BEGIN SUPPLIED TEXT

Key Points about Hip Arthritis
- Hip arthritis is caused by osteoarthritis, the wear, and tear of the hip joint, or inflammatory arthritis (rheumatoid arthritis).
- There is no cure for inflammatory arthritis.
- The cause of hip osteoarthritis is still unknown, but symptoms consist of a dull pain around the hip area that increases with vigorous activity.
- Osteoarthritis of the hip is a degenerative condition, meaning your symptoms will worsen over time.
Hip arthritis is inflammation in the hip joint, most commonly caused by osteoarthritis. Some cases of inflammatory hip arthritis are caused by rheumatoid arthritis, systemic lupus, or ankylosing spondylitis.
Symptoms associated with hip arthritis include dull aching around the groin, outer thigh, knee, or buttocks. Typically, the pain is worse in the morning or after sitting for an extended period.
Early diagnosis and treatment are essential in preventing long-term, debilitating hip damage. As your condition progresses, your symptoms will worsen as cartilage breaks down.
Hip arthritis causes
- Osteoarthritis: The exact cause of osteoarthritis of the hip is still unknown. However, evidence suggests that genetics plays a role.
- Inflammatory arthritis: The cause of inflammatory arthritis in the hip is unknown, but some research suggests genetics plays a role.
Hip arthritis symptoms
There are several symptoms related to hip arthritis.
Symptoms for osteoarthritis include:
- Stiffness in the hip joint
- Dull pain in the leg, buttocks or hip
- Stabbing pain in the hip, groin, buttocks, knee or thigh
- Difficulty walking
Inflammatory arthritis symptoms include:
- Loss of appetite
- Swelling in the hip area
- Crunching of the bone
- Increased pain with forceful activity
- Difficulty walking
- Pain and stiffness in the groin, knee, buttocks or outer thigh
Hip arthritis complications
Compilations associated with osteoarthritis of the hip include:
- Limited movement
- Disruption in sleep patterns
- Reduced ability to perform day to day activities
- Weight gain
- Anxiety and depression
- Bone death
- Stress fractures
- Pinched nerves in the spine
- Infected joints
Hip arthritis risk factors
Risk factors associated with hip arthritis include:
- Age: People between 40 to 60
- Being overweight: More pressure on joints
- Gender: Women are more likely to develop hip arthritis
- Family history: Hip arthritis may be related to inherited genetics
- Past hip trauma: having previous hip surgery increases chances of developing hip arthritis
- Exposure to asbestos and silicone
Hip arthritis prevention
Hip arthritis is caused by the wear and tear of the joints or inflammation. While the causes of hip arthritis seem to be linked with genetics, preventing hip arthritis can be difficult. However, steps to take to lower your chances of developing arthritis include:
- Losing excess weight
- Resting and proper joint care
- Taking medications
Hip arthritis diagnosis
Your doctor will be able to diagnose you by an X-ray to show characteristic features of a worn-down joint and spurring of the joint margins.

END SUPPLIED TEXT
BEGIN EXCERPTED DATA

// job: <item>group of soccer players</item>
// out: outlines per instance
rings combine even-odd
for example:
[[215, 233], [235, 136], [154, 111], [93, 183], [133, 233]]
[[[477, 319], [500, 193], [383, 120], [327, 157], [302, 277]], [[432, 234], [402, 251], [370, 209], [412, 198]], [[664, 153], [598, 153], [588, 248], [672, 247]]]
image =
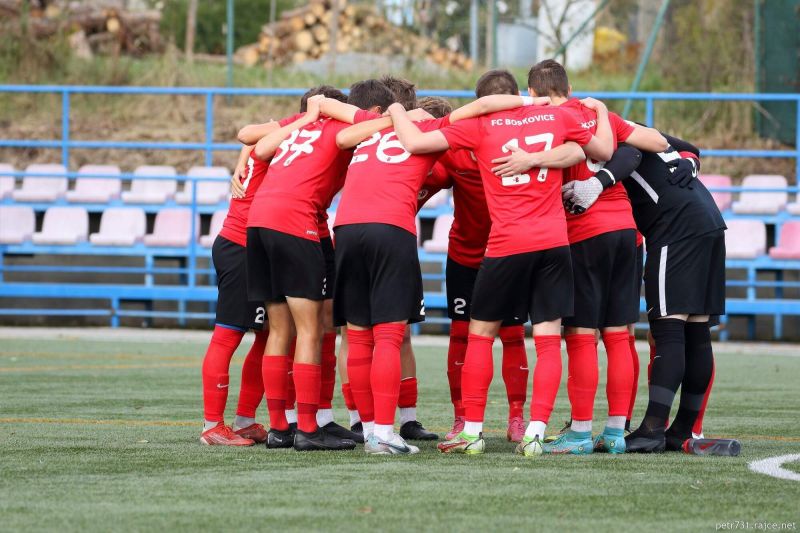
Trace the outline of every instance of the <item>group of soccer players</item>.
[[[311, 89], [300, 113], [239, 132], [231, 206], [212, 249], [219, 300], [203, 363], [201, 442], [363, 443], [370, 454], [406, 455], [419, 451], [407, 441], [438, 439], [416, 420], [408, 325], [425, 314], [416, 214], [443, 188], [454, 202], [446, 266], [454, 422], [441, 452], [484, 452], [498, 334], [517, 453], [677, 450], [701, 431], [725, 254], [722, 218], [694, 179], [699, 152], [595, 99], [571, 98], [555, 61], [530, 70], [528, 92], [520, 97], [511, 73], [492, 70], [478, 80], [478, 99], [452, 110], [441, 98], [417, 101], [406, 80], [370, 79], [347, 97]], [[340, 191], [331, 235], [327, 210]], [[650, 397], [626, 437], [639, 374], [632, 325], [642, 235]], [[526, 427], [528, 321], [536, 364]], [[545, 430], [562, 377], [562, 326], [572, 416], [553, 439]], [[256, 337], [228, 426], [229, 365], [247, 329]], [[608, 418], [593, 439], [598, 339], [608, 354]], [[337, 365], [350, 429], [333, 419]], [[255, 420], [264, 396], [269, 431]]]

END EXCERPTED DATA

PROBLEM DESCRIPTION: Continue the hip arthritis text from its last sentence.

EXERCISE RESULT:
It is also essential to share your medical history with your doctor.
Hip arthritis treatment
Because there is not a treatment for arthritis, the purpose of therapy is to relieve symptoms and prevent further joint deterioration.
Nonsurgical treatment for hip arthritis include:
- Nonsteroidal anti-inflammatory medications
- Physical therapy
- Disease-modifying antirheumatic drugs
- Alternative therapies such as tai chi, yoga or acupuncture
Injections may also be a treatment option for hip arthritis. Types of injections to treat hip arthritis include:
- Corticosteroid injections can reduce inflammation and swelling.
- Platelet-rich plasma therapy: During this innovative procedure, your doctor will take a sample of your blood, spin it to remove the platelets and inject them back into the hip. This therapy has proven to speed healing and relieve pain.
Surgical treatments include:
- Total hip replacement: Replacing the hip with a metal or plastic joint.
- Hip resurfacing: Can be used to delay hip replacement surgery by placing a metal cap over the joint to preserve the femur, so hip replacement is an option later.
- Synovectomy: Used to treat inflammatory arthritis by removing joint lining to relieve symptoms.
When should I seek care?
If you are experiencing any of the symptoms associated with hip arthritis and have a family history of hip arthritis, contact your doctor to schedule a consult.
Symptoms associated with hip arthritis caused by osteoarthritis will worsen over time. Therefore it is essential to follow your doctor's treatment plan carefully. Reducing your symptoms with treatment will improve the quality of life.
If hip osteoarthritis is severely negatively impacting your quality of life, hip replacement may be necessary.